These datasets are tf.data.Dataset objects. You can think about a dataset in TensorFlow as a stream of data records. The training and validation sets are streams of (image, label) pairs.

In [None]:
np.set_printoptions(threshold=15, linewidth=80)


print("Training DataStream Shape: ")
for image, label in ds_train.take(5):
    print(image.numpy().shape, label.numpy().shape)
print("Training datasteam label examples: ", label.numpy())
    

The test set is a stream of (image, idnum) pairs; idnum here is the unique identifier given to the image that we'll use later when we make our submission as a csv file

In [None]:
print("Test DataStream Shape: ")
for image, idnum in ds_test.take(5):
    print(image.numpy().shape, idnum.numpy().shape)
print("Test datasteam IDs examples: ", idnum.numpy().astype('U'))

# **Step5: Data Exploration**

In [None]:
def batch_to_numpy_images_and_labels(data):
    images, labels = data
    numpy_images = images.numpy()
    numpy_labels = labels.numpy()
    if numpy_labels.dtype == object: # binary string in this case, these are image ID strings
        numpy_labels = [None for _ in enumerate(numpy_images)]
    # If no labels, only image IDs, return None for labels (this is the case for test data)

- _RECORDS_:

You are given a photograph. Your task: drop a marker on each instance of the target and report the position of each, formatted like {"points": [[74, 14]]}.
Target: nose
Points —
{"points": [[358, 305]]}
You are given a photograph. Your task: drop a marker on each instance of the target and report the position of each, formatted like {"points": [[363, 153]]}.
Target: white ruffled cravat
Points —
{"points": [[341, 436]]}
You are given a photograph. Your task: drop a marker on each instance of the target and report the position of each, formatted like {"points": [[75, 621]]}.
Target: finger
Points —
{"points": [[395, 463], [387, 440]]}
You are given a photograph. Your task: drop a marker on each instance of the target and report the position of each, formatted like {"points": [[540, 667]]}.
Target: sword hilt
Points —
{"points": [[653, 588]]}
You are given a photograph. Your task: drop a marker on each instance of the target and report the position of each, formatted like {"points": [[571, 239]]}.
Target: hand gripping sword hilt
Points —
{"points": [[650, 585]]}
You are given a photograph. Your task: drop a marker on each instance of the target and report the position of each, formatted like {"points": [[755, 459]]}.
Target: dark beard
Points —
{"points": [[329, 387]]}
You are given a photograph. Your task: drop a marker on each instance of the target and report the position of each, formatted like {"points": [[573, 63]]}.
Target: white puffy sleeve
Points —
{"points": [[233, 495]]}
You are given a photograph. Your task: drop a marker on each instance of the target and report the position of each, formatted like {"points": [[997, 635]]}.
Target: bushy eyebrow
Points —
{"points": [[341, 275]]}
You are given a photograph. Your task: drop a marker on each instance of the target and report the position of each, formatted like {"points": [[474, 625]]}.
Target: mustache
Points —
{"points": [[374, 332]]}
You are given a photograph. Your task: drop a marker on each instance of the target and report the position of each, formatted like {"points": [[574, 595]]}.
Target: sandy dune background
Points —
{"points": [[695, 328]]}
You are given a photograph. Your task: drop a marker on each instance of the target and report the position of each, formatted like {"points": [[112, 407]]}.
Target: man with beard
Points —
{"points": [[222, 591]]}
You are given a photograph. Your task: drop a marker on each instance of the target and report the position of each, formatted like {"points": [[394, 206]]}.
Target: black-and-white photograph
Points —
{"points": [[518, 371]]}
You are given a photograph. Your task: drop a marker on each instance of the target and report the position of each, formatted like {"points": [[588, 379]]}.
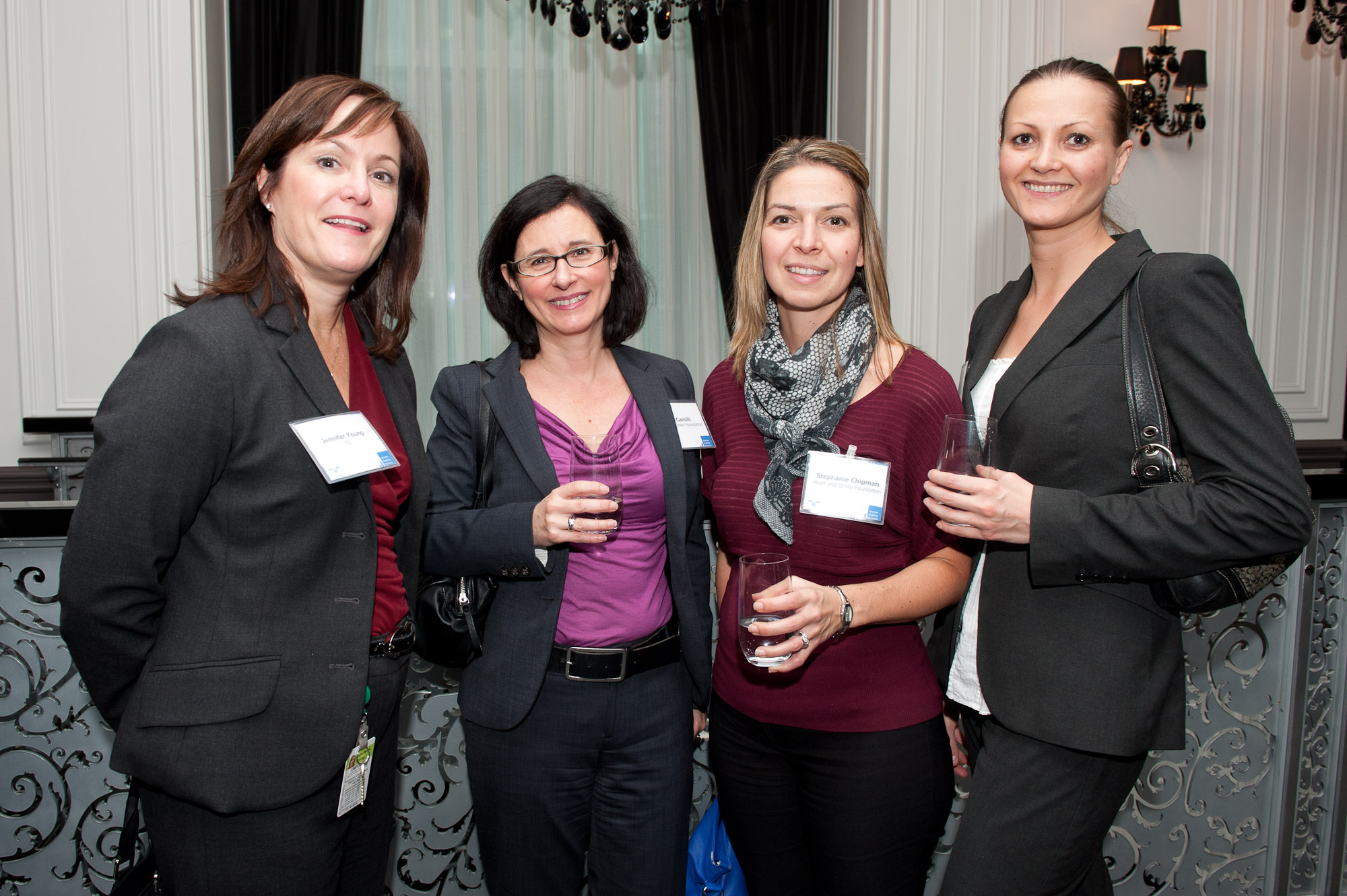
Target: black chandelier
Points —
{"points": [[1327, 22], [1150, 78], [626, 22]]}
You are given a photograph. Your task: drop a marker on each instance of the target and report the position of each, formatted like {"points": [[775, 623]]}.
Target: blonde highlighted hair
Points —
{"points": [[751, 289]]}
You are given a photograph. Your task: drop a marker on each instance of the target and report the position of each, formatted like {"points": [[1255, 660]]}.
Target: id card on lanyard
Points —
{"points": [[845, 487]]}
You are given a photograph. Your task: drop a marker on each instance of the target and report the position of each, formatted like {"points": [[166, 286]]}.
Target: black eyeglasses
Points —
{"points": [[577, 257]]}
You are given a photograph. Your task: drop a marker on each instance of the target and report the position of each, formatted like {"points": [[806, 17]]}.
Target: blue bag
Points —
{"points": [[712, 868]]}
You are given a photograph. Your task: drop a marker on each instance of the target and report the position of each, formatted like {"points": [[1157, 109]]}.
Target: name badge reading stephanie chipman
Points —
{"points": [[344, 446], [845, 487]]}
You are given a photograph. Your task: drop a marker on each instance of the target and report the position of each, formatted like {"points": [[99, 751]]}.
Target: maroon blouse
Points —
{"points": [[389, 487], [874, 679]]}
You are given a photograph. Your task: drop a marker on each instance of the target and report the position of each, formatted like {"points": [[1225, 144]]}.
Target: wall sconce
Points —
{"points": [[1148, 79], [1327, 22]]}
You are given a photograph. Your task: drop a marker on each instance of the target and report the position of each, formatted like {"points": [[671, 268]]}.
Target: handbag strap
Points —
{"points": [[1152, 462], [130, 831], [486, 438]]}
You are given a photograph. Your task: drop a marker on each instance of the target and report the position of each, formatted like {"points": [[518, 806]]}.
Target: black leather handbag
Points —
{"points": [[131, 878], [451, 611], [1154, 464]]}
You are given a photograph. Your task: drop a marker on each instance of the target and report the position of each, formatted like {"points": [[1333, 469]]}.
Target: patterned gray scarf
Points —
{"points": [[797, 400]]}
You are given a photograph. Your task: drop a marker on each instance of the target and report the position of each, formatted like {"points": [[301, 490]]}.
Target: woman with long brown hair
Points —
{"points": [[834, 767], [234, 592]]}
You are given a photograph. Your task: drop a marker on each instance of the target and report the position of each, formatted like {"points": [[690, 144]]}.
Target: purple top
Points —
{"points": [[616, 591]]}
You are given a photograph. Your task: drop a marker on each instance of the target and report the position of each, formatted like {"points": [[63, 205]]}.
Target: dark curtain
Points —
{"points": [[762, 77], [274, 43]]}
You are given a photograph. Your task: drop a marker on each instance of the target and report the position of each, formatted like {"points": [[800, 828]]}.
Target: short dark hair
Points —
{"points": [[626, 311], [249, 257]]}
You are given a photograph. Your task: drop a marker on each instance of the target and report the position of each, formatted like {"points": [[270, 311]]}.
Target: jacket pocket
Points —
{"points": [[205, 693]]}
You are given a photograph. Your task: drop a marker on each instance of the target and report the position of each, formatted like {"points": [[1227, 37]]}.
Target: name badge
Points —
{"points": [[344, 446], [845, 487], [692, 425]]}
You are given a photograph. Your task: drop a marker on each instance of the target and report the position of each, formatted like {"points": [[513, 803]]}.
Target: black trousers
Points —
{"points": [[301, 850], [1037, 817], [603, 769], [832, 813]]}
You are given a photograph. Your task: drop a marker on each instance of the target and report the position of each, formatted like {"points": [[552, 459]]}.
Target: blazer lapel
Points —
{"points": [[508, 396], [1090, 296], [1003, 310], [301, 354], [653, 400]]}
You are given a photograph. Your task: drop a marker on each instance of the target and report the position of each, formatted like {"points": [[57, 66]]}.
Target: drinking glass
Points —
{"points": [[758, 574], [597, 459], [965, 446]]}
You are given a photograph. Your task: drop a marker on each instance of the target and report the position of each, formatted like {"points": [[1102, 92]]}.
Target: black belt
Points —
{"points": [[395, 644], [616, 664]]}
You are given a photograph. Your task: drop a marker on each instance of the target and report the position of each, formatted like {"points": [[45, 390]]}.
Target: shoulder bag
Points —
{"points": [[131, 878], [451, 611], [1154, 464]]}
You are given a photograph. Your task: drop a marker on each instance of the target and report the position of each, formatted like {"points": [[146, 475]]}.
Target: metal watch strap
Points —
{"points": [[847, 611]]}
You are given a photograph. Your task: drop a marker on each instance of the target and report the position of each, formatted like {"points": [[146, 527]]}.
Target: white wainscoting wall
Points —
{"points": [[108, 153], [1263, 187]]}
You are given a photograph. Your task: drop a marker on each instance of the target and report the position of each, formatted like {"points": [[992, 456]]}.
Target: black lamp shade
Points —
{"points": [[1193, 70], [1132, 67], [1164, 16]]}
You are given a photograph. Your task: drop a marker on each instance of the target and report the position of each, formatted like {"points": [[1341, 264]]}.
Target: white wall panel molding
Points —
{"points": [[110, 183], [938, 71], [1263, 187]]}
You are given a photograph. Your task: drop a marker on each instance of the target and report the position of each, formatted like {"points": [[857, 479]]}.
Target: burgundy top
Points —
{"points": [[389, 487], [616, 591], [872, 679]]}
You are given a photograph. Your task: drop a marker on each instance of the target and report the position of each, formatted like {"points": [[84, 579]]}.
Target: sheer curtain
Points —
{"points": [[503, 98]]}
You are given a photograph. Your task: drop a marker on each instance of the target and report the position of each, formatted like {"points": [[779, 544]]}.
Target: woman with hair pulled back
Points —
{"points": [[1061, 665], [834, 767], [238, 610]]}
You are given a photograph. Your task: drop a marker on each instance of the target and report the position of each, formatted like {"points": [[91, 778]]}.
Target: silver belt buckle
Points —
{"points": [[596, 652]]}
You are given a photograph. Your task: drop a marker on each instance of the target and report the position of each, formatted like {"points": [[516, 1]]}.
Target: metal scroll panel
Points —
{"points": [[1255, 805], [61, 806]]}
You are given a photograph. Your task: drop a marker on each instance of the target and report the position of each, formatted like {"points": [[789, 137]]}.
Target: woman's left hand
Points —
{"points": [[816, 614], [993, 506]]}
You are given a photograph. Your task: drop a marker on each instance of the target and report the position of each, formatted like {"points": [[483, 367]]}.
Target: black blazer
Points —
{"points": [[1072, 648], [216, 592], [500, 687]]}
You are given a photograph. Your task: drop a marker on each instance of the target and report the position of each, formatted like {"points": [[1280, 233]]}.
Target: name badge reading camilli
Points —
{"points": [[845, 487]]}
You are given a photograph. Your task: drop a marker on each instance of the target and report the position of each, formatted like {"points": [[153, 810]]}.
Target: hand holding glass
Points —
{"points": [[759, 574], [597, 459]]}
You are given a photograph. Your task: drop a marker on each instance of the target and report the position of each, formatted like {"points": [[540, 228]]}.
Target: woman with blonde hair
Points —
{"points": [[834, 767]]}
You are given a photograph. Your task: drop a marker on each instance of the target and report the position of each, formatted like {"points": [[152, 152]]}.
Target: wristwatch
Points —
{"points": [[847, 613]]}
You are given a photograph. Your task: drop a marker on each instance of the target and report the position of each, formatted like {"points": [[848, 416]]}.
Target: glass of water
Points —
{"points": [[758, 574], [599, 459]]}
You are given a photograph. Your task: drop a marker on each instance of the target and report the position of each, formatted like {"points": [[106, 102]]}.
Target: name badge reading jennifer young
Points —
{"points": [[845, 487], [692, 425], [344, 446]]}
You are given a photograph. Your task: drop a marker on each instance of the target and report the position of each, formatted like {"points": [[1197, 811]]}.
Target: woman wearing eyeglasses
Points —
{"points": [[580, 715]]}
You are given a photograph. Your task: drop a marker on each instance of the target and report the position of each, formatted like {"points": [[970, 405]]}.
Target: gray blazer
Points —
{"points": [[500, 687], [1072, 648], [216, 592]]}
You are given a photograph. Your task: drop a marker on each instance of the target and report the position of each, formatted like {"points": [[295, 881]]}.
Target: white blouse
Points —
{"points": [[964, 672]]}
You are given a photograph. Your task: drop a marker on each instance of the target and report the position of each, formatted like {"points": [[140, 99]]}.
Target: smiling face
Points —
{"points": [[812, 240], [1058, 158], [566, 302], [333, 203]]}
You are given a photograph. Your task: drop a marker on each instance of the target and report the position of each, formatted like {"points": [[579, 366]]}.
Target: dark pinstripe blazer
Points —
{"points": [[500, 687], [1072, 648], [216, 592]]}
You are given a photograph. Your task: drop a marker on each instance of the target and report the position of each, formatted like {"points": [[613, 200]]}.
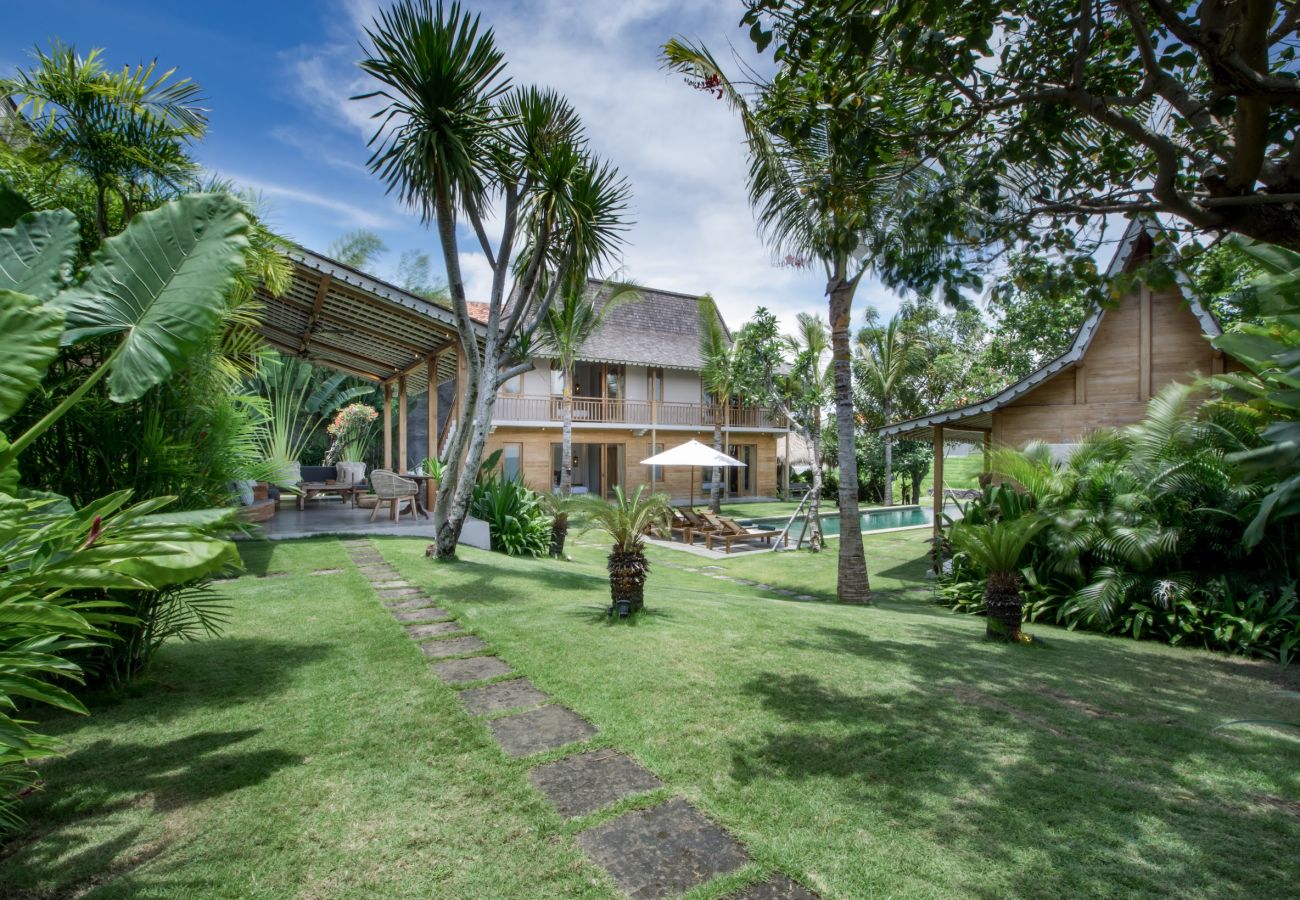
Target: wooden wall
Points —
{"points": [[676, 481], [1147, 342]]}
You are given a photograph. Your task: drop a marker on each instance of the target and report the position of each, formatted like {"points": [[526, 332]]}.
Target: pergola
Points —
{"points": [[337, 316]]}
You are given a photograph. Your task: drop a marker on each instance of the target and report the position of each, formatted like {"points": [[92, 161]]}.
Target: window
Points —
{"points": [[512, 461], [654, 385], [655, 471]]}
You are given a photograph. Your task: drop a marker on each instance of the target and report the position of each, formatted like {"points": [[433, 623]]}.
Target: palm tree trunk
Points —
{"points": [[815, 537], [853, 585], [715, 494], [884, 410], [567, 440]]}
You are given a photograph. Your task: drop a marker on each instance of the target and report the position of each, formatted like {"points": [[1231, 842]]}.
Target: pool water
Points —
{"points": [[901, 516]]}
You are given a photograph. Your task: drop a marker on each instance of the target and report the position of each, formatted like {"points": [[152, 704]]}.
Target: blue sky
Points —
{"points": [[277, 77]]}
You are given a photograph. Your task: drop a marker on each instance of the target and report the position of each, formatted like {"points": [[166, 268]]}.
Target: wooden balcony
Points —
{"points": [[667, 414]]}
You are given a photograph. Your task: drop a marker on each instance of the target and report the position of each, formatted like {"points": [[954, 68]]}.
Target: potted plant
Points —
{"points": [[997, 549], [627, 519], [351, 431]]}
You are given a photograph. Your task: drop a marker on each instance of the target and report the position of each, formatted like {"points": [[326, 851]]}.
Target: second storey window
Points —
{"points": [[654, 385]]}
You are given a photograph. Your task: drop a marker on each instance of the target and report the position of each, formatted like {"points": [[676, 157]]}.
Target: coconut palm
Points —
{"points": [[453, 139], [720, 376], [627, 519], [566, 327], [887, 357], [809, 388], [828, 193], [126, 130], [997, 549]]}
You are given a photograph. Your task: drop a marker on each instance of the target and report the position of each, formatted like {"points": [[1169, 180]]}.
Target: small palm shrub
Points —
{"points": [[516, 522], [997, 550], [627, 519]]}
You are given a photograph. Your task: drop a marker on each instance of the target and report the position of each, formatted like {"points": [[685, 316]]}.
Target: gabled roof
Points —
{"points": [[661, 329], [978, 415]]}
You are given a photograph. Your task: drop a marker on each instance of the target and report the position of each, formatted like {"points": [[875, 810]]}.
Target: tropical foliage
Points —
{"points": [[151, 294], [627, 520], [451, 139]]}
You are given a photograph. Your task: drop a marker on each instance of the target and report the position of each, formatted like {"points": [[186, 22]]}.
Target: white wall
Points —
{"points": [[681, 386]]}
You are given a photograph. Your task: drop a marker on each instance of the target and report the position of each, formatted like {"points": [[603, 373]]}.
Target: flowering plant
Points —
{"points": [[351, 429]]}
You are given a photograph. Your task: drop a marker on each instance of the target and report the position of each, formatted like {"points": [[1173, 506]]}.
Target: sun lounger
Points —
{"points": [[728, 531]]}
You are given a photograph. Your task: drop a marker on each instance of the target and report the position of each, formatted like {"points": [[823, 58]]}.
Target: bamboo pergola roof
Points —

- _TASK LIST_:
1. Reproduce the part of the TensorFlow dataset excerpt that begins at the words "# **Step5: Data" and ends after the words "for test data)".
2. Using the TensorFlow dataset excerpt above the listing, answer these:
(a) What kind of objects are the datasets?
(b) What pairs make up the training and validation streams?
(c) What pairs make up the test set stream?
3. Resume the TensorFlow dataset excerpt, the one above the listing, after its last line.

- _EXPECTED OUTPUTS_:
1.
# **Step5: Data Exploration**

In [None]:
def batch_to_numpy_images_and_labels(data):
    images, labels = data
    numpy_images = images.numpy()
    numpy_labels = labels.numpy()
    if numpy_labels.dtype == object: # binary string in this case, these are image ID strings
        numpy_labels = [None for _ in enumerate(numpy_images)]
    # If no labels, only image IDs, return None for labels (this is the case for test data)

2.
(a) tf.data.Dataset objects
(b) (image, label) pairs
(c) (image, idnum) pairs

3.
    return numpy_images, numpy_labels
    

In [None]:
def title_from_label_and_target(label, correct_label):
    if correct_label is None:
        return CLASSES[label], True
    correct = (label == correct_label)
    return "{} [{}{}{}]".format(CLASSES[label], 
                                'OK' if correct else 'NO', 
                                u"\u2192" if not correct else '',
                                CLASSES[correct_label] if not correct else ''), correct

In [None]:
def display_one_flower(image, title, subplot, red=False, titlesize=16):
    plt.subplot(*subplot)
    plt.axis('off')
    plt.imshow(image)
    if len(title) > 0:
        plt.title(title, fontsize=int(titlesize) if not red else int(titlesize/1.2), color='red' if red else 'black', fontdict={'verticalalignment':'center'}, pad=int(titlesize/1.5))
    return (subplot[0], subplot[1], subplot[2]+1)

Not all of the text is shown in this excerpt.